Reproduce the listing between the line holding "identify the turquoise" and the line holding "[[457, 280], [186, 279], [742, 279]]", inclusive, keeping each line as it stands. Omit any pictures from your copy.
### Provided information
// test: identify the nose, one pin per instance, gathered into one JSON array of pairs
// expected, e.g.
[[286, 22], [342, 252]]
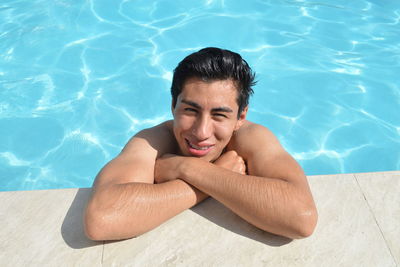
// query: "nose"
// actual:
[[202, 129]]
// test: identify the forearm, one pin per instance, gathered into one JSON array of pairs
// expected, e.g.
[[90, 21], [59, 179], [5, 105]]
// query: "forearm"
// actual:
[[273, 205], [123, 211]]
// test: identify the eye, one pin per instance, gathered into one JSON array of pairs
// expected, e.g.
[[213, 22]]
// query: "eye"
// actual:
[[190, 110], [220, 115]]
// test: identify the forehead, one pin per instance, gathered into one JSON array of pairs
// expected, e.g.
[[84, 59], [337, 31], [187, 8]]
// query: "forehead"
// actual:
[[214, 92]]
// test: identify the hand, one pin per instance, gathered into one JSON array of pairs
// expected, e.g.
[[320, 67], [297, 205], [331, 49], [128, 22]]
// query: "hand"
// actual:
[[232, 161], [167, 168]]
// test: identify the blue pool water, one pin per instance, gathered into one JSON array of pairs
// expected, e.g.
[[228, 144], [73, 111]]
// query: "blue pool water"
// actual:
[[79, 78]]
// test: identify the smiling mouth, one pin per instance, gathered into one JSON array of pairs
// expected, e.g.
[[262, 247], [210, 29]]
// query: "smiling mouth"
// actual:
[[198, 148]]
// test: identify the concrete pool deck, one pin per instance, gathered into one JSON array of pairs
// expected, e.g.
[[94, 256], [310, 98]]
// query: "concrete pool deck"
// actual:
[[359, 219]]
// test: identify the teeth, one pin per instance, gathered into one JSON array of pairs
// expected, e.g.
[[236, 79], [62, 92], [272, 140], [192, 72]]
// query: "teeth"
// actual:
[[198, 147]]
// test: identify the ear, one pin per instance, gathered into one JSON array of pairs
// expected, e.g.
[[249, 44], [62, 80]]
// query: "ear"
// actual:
[[173, 108], [242, 118]]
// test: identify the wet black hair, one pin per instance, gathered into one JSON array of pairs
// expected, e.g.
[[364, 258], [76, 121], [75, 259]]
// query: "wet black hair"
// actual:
[[213, 63]]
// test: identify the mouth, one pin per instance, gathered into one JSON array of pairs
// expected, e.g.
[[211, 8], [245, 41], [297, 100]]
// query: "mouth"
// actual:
[[197, 150]]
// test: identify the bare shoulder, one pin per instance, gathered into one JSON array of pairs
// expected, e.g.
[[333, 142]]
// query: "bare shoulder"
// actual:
[[157, 140], [264, 154], [136, 161], [253, 138]]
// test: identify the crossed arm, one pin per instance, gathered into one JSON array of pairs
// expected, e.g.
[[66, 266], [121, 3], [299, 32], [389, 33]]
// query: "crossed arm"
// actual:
[[126, 202]]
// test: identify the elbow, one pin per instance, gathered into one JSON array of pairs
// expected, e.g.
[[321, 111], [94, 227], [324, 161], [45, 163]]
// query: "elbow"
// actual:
[[306, 223], [93, 225]]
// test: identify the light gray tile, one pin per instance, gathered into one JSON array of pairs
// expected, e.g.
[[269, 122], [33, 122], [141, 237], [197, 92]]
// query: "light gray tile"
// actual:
[[211, 235], [382, 191], [45, 228]]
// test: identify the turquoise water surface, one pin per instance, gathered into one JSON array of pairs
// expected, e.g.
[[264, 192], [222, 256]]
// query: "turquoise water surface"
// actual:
[[79, 78]]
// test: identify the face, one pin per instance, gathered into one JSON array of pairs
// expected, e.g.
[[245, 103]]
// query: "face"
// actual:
[[205, 117]]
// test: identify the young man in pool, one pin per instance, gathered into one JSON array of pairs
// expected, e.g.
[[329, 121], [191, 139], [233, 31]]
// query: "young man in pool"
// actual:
[[208, 149]]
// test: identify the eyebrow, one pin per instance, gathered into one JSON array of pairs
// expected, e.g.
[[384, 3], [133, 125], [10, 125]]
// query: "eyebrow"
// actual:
[[218, 109]]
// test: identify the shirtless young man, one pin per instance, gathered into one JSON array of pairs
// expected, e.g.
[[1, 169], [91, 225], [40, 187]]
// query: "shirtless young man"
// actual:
[[208, 149]]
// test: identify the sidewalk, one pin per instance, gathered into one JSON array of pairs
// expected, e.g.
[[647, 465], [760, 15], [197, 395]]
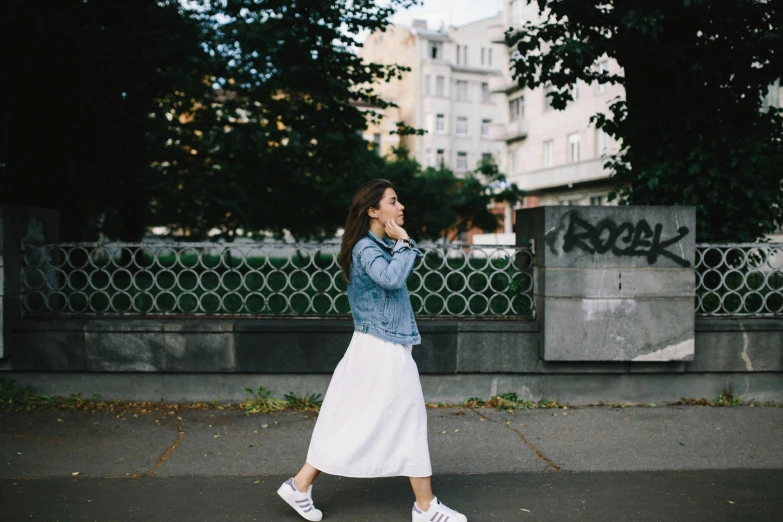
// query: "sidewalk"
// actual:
[[591, 463]]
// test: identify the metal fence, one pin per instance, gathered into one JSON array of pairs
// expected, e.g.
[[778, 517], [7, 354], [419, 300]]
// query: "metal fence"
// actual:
[[457, 280], [186, 279], [742, 279]]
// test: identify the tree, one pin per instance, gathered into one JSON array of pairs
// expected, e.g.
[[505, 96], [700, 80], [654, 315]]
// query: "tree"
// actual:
[[80, 91], [279, 147], [692, 125], [437, 201]]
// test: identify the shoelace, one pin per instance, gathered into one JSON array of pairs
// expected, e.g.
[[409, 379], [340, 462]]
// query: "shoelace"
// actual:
[[304, 503]]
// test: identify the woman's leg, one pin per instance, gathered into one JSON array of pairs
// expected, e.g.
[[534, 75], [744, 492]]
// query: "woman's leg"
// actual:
[[305, 477], [422, 488]]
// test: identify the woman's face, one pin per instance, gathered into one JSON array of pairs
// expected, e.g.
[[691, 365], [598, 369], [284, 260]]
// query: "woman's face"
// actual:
[[390, 208]]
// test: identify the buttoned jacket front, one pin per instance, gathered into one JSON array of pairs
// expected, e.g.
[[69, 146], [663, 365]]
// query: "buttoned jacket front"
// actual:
[[377, 293]]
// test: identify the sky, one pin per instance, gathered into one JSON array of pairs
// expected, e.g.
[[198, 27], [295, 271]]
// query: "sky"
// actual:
[[448, 12]]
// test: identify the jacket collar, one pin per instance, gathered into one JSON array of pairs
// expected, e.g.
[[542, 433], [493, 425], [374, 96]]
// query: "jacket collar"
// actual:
[[384, 242]]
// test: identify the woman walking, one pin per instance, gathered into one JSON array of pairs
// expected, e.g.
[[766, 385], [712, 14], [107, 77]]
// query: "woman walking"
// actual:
[[373, 421]]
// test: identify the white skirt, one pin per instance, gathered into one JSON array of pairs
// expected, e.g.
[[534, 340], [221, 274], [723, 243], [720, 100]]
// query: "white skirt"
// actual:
[[373, 422]]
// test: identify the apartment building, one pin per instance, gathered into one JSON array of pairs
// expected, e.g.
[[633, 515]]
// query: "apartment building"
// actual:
[[447, 92], [554, 156]]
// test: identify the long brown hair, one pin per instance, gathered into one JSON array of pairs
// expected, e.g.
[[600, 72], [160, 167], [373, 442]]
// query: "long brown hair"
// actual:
[[368, 196]]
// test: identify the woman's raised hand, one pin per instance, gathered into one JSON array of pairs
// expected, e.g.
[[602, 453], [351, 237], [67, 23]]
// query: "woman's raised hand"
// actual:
[[395, 231]]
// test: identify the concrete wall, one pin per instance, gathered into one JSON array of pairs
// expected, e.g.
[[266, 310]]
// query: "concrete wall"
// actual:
[[613, 283], [19, 223], [202, 359]]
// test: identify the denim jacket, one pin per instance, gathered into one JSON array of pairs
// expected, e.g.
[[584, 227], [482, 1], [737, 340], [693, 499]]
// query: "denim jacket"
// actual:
[[377, 293]]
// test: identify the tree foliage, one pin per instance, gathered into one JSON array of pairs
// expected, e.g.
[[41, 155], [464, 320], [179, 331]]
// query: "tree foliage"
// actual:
[[227, 114], [692, 125]]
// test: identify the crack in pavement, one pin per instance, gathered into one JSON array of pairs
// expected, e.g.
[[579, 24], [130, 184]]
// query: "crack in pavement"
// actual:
[[166, 455], [521, 436]]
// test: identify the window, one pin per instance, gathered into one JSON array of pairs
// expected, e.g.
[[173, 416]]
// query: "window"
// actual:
[[549, 153], [436, 50], [462, 161], [516, 108], [462, 90], [601, 142], [517, 12], [462, 126], [573, 147], [547, 99], [486, 96], [603, 67]]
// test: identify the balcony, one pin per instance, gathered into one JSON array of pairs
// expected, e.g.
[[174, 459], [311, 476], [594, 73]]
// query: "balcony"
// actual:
[[497, 33], [501, 83], [562, 175], [497, 132], [516, 130]]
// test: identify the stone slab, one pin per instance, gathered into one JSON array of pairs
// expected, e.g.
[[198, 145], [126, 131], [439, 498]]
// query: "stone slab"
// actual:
[[738, 351], [58, 444], [117, 351], [280, 352], [574, 388], [648, 439], [613, 236], [615, 283], [199, 352], [48, 350], [498, 352], [618, 330]]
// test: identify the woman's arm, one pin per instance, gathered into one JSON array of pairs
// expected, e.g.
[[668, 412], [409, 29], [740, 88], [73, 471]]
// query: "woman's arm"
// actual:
[[390, 275]]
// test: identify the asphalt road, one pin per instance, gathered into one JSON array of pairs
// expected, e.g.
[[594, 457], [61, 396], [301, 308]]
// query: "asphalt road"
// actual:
[[665, 496]]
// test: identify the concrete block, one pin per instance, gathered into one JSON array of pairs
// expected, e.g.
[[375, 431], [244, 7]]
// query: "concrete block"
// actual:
[[281, 352], [618, 330], [738, 351], [198, 325], [437, 352], [515, 352], [125, 324], [616, 283], [199, 352], [45, 351], [108, 351], [610, 237]]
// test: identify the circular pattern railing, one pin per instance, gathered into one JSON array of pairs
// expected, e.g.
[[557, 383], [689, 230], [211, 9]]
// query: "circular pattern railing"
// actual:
[[743, 279], [265, 279]]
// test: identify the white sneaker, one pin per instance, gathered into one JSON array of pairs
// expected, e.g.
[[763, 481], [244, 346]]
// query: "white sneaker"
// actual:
[[437, 513], [301, 502]]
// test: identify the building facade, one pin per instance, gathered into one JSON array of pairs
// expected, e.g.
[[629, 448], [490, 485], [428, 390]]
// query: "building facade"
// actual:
[[554, 156], [447, 92]]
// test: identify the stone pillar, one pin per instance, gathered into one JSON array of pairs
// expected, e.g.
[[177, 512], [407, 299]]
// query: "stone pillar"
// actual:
[[16, 223], [613, 283]]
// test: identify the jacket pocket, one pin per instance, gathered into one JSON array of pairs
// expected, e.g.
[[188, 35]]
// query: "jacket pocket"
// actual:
[[387, 313]]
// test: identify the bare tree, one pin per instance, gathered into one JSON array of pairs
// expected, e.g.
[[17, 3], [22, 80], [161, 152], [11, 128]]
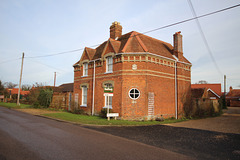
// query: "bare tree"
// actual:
[[202, 82], [10, 85], [26, 87]]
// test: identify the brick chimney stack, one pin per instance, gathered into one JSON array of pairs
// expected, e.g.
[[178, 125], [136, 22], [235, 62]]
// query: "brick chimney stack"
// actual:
[[177, 45], [115, 30]]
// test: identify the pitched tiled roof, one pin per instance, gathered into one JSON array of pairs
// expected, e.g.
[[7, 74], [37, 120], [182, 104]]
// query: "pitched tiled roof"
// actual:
[[15, 91], [214, 87], [134, 42], [234, 93], [197, 92]]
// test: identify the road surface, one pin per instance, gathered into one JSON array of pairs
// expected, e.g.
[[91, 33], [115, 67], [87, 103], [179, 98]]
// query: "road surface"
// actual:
[[29, 137]]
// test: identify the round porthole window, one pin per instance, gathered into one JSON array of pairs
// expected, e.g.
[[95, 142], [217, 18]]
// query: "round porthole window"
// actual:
[[134, 93]]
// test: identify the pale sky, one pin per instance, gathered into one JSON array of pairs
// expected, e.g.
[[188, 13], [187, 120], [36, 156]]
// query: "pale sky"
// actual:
[[45, 27]]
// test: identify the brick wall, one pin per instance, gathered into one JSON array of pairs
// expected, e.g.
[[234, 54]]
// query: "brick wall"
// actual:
[[152, 74]]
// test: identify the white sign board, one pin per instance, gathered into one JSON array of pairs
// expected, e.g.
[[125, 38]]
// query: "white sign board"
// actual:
[[112, 114], [108, 94]]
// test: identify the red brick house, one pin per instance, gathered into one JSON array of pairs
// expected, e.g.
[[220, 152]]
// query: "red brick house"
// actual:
[[233, 97], [13, 92], [62, 96], [147, 77]]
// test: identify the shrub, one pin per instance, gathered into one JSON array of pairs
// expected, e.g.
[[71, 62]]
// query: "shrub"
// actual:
[[78, 111], [103, 113]]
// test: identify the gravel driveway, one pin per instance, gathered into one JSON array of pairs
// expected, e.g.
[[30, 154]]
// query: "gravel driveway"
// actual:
[[229, 122], [210, 138]]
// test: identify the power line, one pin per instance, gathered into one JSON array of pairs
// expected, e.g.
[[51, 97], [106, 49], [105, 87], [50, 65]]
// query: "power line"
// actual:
[[204, 37], [9, 60], [166, 26], [48, 66]]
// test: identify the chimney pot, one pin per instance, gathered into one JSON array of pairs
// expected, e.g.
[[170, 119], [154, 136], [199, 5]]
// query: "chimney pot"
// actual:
[[177, 45], [115, 30]]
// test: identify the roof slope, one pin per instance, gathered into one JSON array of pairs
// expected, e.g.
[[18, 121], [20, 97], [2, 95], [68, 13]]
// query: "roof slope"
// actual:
[[234, 93], [134, 42]]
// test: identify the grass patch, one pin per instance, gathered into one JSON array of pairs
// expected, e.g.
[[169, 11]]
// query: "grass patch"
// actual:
[[95, 120], [14, 105]]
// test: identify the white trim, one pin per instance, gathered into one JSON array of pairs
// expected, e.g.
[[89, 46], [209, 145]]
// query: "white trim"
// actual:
[[105, 101], [93, 87], [109, 64], [85, 69], [134, 93], [84, 88]]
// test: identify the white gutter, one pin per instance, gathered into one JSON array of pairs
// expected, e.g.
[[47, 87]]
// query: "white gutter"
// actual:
[[93, 87]]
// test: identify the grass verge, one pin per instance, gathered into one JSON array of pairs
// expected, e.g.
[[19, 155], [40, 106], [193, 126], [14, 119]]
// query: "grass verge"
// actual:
[[95, 120], [14, 105]]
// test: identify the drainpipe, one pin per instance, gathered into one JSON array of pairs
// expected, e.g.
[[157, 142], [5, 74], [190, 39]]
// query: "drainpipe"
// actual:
[[93, 87], [176, 95]]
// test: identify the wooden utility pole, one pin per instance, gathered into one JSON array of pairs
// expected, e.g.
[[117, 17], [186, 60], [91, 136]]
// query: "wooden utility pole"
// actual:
[[54, 79], [224, 85], [224, 101], [20, 81]]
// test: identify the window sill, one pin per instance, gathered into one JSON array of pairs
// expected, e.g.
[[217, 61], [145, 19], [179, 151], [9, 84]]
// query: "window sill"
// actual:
[[105, 107], [108, 72]]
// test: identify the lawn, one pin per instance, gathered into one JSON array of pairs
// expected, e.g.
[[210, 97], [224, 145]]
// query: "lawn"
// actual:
[[95, 120], [14, 105]]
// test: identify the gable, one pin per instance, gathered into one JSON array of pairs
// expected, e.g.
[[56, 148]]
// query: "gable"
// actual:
[[84, 56], [216, 88]]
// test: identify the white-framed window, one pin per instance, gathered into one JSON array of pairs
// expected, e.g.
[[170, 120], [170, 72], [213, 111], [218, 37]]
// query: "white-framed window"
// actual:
[[134, 93], [84, 96], [108, 98], [108, 101], [109, 64], [85, 69]]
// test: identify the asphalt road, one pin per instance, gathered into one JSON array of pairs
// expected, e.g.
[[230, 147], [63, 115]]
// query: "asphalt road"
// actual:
[[28, 137]]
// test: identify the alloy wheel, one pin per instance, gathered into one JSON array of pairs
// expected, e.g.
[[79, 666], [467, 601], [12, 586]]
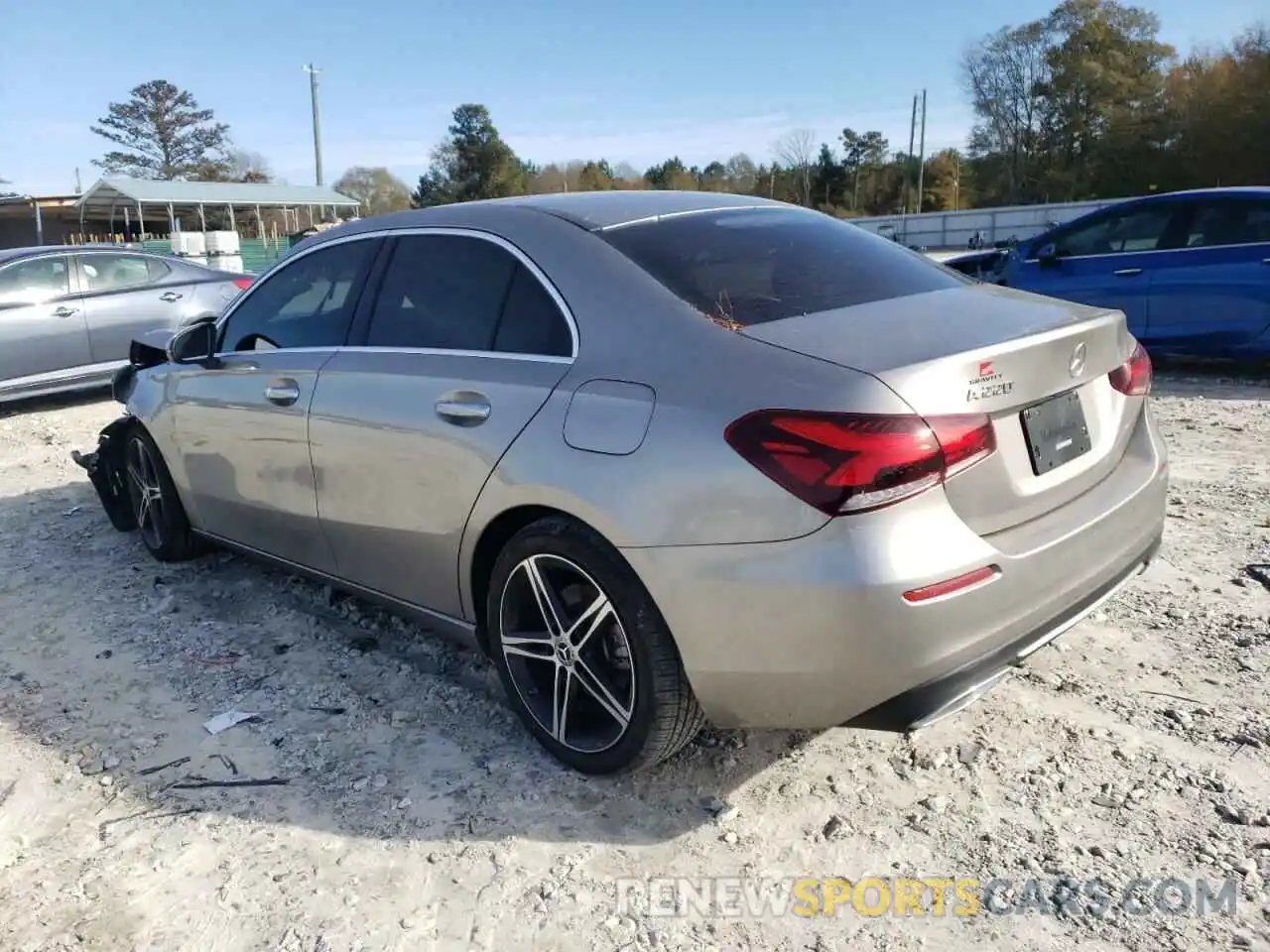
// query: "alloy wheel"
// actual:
[[146, 493], [567, 653]]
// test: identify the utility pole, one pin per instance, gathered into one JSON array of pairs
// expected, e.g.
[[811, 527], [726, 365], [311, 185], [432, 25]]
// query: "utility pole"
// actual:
[[313, 93], [908, 157], [921, 158]]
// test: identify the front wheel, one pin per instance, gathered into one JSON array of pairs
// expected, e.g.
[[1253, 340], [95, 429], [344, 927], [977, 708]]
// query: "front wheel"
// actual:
######
▶ [Solution]:
// test: identify the turquoise water surface, one pin per instance, gathered into one JSON array of pairs
// expected, e.g.
[[264, 192], [222, 256]]
// query: "turquoise water surface"
// actual:
[[79, 78]]
// test: identify the face, one pin per instance, gathered into one JSON array of pairs
// expected, e.g.
[[245, 103]]
// query: "face"
// actual:
[[205, 117]]
// test: identify the young man in pool, one pin per instance, gathered into one JSON array of pairs
// expected, e.g.
[[329, 121], [191, 139], [233, 31]]
// query: "young man in pool"
// actual:
[[208, 149]]
// test: identify the eyebrow, one pin per instance, gathered into one JSON array of pairs
// expected, e.g.
[[384, 3], [133, 125], [10, 125]]
// query: "eyebrow"
// actual:
[[218, 109]]
// test: identify the shirtless young man, one pin per instance, gathered into one JSON array of pairs
// expected, e.g.
[[1, 169], [91, 225], [40, 187]]
// query: "shirtless young man"
// actual:
[[208, 149]]
// test: identify the sidewalk, one pin per instance, gathered into one JSON array of pairs
// expected, e.g.
[[647, 465], [760, 15], [197, 395]]
// query: "sidewalk"
// actual:
[[591, 463]]
// test: identify the metal fence, one pin per instance, gathered into one JSON array of pairs
// expected, e.g.
[[778, 517], [7, 354], [419, 300]]
// query: "metal fence"
// actual:
[[457, 280], [186, 279], [742, 279]]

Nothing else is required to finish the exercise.